▸ Stated goal 1
In the listing, from the line with "Running a dermatology lesion detector. Mark the tail" up to and including the line with "[0,251,612,624]", write out every line again, requests included, and shift each bounding box coordinate in the answers up by 71. Reproduce only those lines.

▸ Document passage
-- start --
In addition to Applicant's reply, I received timely replies from APA Staff, John Delehanty, Don Dew, Jr., the Birchery Camp, the Adirondack Council, Adirondack Wild, Dan McClelland, the Town of Tupper Lake and the Joint Planning Board, and the Tupper Lake Chamber of Commerce. Each is discussed below.

A. APA Staff

By letter dated June 13, 2011, APA Staff responded to Protect's motion. APA Staff opposes the preclusion of Applicant's prefiled testimony concerning Issue No. 1, and asserts that preclusion would be an extreme remedy. APA Staff argues that Applicant's pre-filed testimony would provide evidence essential to the Board's consideration of Issue No. 1.

APA Staff recommends that the hearing with respect to Issue No. 1 go forward as scheduled on June 21, 2011. Staff recommends further that the parties would have the opportunity in the closing and reply statements to "highlight potential gaps" in Applicant's disclosure to Protect's supplemental discovery request, and to argue the credibility of Applicant's witnesses. APA Staff requests that I address discovery-related issues associated with Issue No. 1 on a case-by-case basis during the hearing.

In the alternative, APA Staff requests a brief adjournment of the hearing to allow Applicant either to hand over any additional responsive documents or to explain, by affidavit, how Applicant already complied with its discovery obligations. As appropriate, Protect would have the opportunity to review any additional documents before the hearing reconvenes.

APA Staff reviewed each of Protect's May 13, 2011 supplemental document demands, and Applicant's May 31, 2011 responses to them. With respect to supplemental demands No. 1, 5, 6, 11, 13, and 16, APA Staff believes that Applicant has satisfactorily responded.

Concerning supplemental demands No. 3, 7, 8, 9, and 10, APA Staff states that the prefiled testimony of the witnesses does not suggest that additional documents exist that have not already been provided. If additional documents exist, then APA Staff asserts that these documents may not be relevant given the long history of the proposal, its many iterations, and the volume of documents generated during the review process.

Based on APA Staff's review of supplemental demands No. 12 and 15 and Applicant's May 31, 2011 response, APA Staff concludes it would be "surprising" if additional documents do not exit. Nevertheless, APA Staff argues that, with respect to supplemental demand No. 15, the proffered testimony concerning surface water and wetland resources is "essential to consideration of Issue #1 by the Agency Board."

According to APA Staff, the basis for supplemental demand No. 2 appears to be Mr. Anthony's testimony concerning the development of a written "program statement" (April 28, 2011, Tr. p 1517, lines 6 - 24; p 1518, lines 2 - 10). APA Staff asserts that evidence concerning the "program statement" is not essential to the Board's consideration of Issue No. 1. APA Staff notes that any program statement would have been developed in 2004, which predates when application materials were filed with the Agency. APA Staff recommends that the record note an apparent discrepancy between Mr. Anthony's testimony on April 28, 2011, and statements made by Applicant's counsel on April 29, 2011.

In supplemental demand No. 4, Protect requests the data and documents used to create the overlays offered during Mr. Anthony's testimony "on or about April 28, 2011." In its response, Applicant refers to the April 2005 drawings identified as EX-1 through EX-5, S-1 through S-3, and the grading plans identified as GR# sheets. According to APA Staff, Applicant fails to address Protect's request for documents that served as the bases for the overlays. APA Staff recommends that the record reflect Applicant's failure to more fully address the supplemental demand No. 4.
-- end --
Source data:
-- start --
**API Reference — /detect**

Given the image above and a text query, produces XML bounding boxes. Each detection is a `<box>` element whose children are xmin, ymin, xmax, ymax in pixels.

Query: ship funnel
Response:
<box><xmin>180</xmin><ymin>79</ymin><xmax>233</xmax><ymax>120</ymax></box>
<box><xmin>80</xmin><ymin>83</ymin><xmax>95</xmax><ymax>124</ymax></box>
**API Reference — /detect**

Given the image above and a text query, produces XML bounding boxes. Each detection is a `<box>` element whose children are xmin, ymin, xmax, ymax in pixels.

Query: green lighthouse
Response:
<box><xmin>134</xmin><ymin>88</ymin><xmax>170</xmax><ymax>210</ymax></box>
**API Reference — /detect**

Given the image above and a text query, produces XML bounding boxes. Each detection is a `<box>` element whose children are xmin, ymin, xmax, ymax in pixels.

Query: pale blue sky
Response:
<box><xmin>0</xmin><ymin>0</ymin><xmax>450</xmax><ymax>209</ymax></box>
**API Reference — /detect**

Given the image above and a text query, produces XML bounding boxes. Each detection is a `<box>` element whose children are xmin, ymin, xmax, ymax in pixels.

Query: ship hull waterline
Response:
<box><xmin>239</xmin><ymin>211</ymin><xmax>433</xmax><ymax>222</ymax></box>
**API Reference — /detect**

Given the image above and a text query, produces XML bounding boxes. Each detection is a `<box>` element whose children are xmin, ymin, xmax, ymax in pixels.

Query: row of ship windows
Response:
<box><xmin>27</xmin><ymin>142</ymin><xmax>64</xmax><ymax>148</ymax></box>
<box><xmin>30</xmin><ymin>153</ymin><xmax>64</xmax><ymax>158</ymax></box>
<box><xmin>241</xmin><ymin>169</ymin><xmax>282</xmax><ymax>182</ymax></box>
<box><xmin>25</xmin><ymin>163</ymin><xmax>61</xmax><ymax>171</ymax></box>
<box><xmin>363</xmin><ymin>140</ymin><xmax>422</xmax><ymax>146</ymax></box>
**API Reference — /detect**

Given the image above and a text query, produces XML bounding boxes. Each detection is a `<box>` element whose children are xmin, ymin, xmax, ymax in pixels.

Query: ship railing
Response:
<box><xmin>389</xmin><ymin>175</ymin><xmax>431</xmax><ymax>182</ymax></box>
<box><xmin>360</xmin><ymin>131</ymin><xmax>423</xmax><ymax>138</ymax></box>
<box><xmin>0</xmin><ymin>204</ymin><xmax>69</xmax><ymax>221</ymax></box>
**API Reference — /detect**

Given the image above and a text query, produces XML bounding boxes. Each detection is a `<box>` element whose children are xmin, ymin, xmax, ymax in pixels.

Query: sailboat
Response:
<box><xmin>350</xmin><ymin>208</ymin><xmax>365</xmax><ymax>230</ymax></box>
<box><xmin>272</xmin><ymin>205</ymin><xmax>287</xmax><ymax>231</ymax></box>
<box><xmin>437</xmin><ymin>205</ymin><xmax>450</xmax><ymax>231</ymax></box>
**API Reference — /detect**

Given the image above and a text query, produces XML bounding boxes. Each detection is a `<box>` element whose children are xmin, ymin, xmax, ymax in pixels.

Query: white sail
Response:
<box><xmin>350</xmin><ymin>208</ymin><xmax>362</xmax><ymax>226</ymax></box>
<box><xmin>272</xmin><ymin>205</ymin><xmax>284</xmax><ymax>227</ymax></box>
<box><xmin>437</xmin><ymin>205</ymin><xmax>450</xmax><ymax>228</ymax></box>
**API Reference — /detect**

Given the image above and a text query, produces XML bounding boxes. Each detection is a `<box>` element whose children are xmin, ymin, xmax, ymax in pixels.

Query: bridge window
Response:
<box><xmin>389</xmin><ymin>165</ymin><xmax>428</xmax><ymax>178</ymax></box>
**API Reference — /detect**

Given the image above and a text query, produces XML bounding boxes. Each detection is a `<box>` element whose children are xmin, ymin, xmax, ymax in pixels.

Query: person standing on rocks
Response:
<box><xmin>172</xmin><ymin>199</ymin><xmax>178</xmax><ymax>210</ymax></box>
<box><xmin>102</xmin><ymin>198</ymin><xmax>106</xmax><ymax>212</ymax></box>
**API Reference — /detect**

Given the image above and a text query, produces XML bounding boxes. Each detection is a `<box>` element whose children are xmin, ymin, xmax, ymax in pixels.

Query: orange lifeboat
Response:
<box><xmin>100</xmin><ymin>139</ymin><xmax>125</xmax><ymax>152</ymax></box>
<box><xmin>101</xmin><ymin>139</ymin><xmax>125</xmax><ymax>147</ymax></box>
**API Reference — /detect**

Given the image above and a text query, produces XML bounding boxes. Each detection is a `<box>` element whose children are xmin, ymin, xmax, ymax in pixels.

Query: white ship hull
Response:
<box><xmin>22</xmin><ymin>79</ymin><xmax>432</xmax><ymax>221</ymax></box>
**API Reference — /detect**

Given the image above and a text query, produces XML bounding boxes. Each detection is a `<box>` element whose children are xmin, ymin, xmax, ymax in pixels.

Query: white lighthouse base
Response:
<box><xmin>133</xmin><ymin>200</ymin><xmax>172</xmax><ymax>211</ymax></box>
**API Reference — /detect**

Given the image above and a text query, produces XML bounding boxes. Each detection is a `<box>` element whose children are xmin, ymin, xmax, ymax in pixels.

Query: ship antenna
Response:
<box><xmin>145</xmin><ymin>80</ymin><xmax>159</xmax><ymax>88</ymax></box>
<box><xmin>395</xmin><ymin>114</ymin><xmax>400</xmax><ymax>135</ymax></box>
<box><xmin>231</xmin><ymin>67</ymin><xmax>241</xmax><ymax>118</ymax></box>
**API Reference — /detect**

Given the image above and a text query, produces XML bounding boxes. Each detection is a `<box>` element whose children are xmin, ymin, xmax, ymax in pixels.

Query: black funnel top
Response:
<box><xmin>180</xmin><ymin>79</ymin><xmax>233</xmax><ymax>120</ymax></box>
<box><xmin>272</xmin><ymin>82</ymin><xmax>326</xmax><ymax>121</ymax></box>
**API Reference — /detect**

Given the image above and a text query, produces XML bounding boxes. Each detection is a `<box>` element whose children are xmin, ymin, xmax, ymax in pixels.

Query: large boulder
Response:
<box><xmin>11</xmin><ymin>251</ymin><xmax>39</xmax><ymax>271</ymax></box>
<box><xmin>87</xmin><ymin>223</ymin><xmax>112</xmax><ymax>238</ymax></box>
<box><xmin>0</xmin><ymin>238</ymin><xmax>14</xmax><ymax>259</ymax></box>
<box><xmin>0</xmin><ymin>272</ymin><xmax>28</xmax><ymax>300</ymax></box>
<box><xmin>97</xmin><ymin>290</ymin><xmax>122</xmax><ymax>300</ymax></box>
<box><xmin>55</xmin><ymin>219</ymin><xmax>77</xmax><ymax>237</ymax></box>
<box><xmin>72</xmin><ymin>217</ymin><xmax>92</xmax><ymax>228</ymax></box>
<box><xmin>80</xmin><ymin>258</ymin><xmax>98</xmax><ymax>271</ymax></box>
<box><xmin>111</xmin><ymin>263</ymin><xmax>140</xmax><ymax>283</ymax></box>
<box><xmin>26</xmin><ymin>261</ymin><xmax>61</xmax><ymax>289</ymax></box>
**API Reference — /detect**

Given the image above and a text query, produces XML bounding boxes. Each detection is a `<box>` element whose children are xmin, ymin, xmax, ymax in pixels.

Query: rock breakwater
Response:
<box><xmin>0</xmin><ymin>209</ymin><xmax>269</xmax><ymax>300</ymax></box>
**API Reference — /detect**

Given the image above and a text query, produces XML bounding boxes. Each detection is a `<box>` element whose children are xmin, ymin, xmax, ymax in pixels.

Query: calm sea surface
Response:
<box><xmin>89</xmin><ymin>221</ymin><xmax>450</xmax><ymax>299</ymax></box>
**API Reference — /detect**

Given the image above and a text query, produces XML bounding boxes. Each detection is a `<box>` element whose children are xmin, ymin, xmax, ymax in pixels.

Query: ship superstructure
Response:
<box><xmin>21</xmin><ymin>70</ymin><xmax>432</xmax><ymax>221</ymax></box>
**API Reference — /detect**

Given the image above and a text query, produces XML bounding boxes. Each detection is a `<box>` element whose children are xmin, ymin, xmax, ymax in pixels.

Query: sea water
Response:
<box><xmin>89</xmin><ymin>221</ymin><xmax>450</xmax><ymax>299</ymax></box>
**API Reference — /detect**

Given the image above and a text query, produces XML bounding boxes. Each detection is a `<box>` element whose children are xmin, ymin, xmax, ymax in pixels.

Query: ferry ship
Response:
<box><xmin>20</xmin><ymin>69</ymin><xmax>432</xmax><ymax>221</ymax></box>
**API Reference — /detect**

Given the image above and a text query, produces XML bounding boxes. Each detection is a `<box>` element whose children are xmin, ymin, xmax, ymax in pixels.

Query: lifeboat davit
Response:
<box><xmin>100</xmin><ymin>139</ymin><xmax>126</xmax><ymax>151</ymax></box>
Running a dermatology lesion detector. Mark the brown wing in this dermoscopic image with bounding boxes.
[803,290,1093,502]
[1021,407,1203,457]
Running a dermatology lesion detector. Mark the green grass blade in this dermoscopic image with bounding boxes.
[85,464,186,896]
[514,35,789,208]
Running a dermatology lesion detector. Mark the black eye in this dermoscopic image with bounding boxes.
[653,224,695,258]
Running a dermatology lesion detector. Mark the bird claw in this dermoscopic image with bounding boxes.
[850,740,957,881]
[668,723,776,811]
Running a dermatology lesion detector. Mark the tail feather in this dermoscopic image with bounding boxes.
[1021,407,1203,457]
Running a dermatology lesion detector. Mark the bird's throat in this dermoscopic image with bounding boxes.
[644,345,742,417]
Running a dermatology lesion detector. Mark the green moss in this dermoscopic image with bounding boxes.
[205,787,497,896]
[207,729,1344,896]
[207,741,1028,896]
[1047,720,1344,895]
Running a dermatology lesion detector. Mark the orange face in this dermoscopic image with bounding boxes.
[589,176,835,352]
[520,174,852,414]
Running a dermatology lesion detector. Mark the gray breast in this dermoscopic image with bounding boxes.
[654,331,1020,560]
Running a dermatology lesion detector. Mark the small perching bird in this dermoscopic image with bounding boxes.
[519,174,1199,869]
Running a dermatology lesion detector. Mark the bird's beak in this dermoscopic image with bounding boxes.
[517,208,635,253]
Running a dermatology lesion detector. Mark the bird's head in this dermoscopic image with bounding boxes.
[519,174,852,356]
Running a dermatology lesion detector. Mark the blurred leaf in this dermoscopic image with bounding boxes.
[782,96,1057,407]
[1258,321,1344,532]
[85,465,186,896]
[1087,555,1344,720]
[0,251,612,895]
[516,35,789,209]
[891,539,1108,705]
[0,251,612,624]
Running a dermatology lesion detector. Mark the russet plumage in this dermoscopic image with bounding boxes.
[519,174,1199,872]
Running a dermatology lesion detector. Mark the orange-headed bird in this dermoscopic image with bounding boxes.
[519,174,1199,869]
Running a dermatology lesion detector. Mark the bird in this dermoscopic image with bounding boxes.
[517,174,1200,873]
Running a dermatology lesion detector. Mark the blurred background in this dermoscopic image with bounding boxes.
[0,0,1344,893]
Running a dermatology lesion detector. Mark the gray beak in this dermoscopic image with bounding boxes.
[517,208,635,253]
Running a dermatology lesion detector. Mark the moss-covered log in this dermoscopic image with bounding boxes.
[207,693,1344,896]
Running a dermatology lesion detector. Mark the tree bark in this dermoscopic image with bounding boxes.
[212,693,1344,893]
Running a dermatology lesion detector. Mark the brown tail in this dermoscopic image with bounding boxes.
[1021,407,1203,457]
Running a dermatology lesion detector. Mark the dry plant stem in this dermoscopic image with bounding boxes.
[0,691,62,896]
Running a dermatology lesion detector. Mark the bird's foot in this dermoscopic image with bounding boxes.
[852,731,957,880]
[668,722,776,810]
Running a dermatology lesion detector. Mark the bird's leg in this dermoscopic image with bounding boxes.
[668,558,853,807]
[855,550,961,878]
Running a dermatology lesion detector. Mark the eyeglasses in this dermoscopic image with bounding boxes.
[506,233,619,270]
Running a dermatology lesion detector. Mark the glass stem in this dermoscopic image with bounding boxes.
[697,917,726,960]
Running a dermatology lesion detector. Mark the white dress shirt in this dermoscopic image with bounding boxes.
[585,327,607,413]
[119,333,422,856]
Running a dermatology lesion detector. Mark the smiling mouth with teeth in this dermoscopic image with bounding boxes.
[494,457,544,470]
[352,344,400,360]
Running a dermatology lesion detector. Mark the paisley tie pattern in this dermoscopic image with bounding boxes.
-- end --
▸ Stated goal 2
According to the hearing passage, on what date does APA Staff recommend that the hearing on Issue No. 1 go forward?

▸ Final answer 1
Running a dermatology lesion detector. Mark the tail feather in this dermoscopic image with bounding boxes.
[1092,478,1274,528]
Running a dermatology lesion detector. Mark the bird's throat in this dermoscopic image with bounding boxes.
[715,416,813,488]
Running a dermatology lesion detector. Mark the green moss in this dermoscopic image with bounding boxes.
[276,858,568,967]
[278,800,1415,967]
[278,812,1099,967]
[1118,791,1415,966]
Running a dermatology lesion detector. Mark the orange face in this dermoscopic image with bounding boxes.
[660,247,906,423]
[591,245,923,485]
Running a dermatology lesion detector. Mark the gray breast in this dermoscopic image with bounding boxes.
[725,402,1091,631]
Running a dermatology lesion detector. Mark the small perching bird in this dermoscopic image with bounding boxes.
[590,245,1270,940]
Running a dermatology lesion detector. Mark the bird's beak in this dermoscopic image with bounding boxes.
[588,279,706,324]
Running a dermatology lesion detector. Mark the bird's head in this dermoscopic image with bounding boxes.
[590,245,923,427]
Running a dermatology lesion detector. Mark the blurred leaf in this dermoscopic image with bounding boxes.
[853,167,1128,478]
[1329,392,1415,603]
[156,536,257,967]
[1158,626,1415,791]
[71,322,683,966]
[587,106,860,280]
[962,610,1179,776]
[71,322,683,695]

▸ Final answer 2
June 21, 2011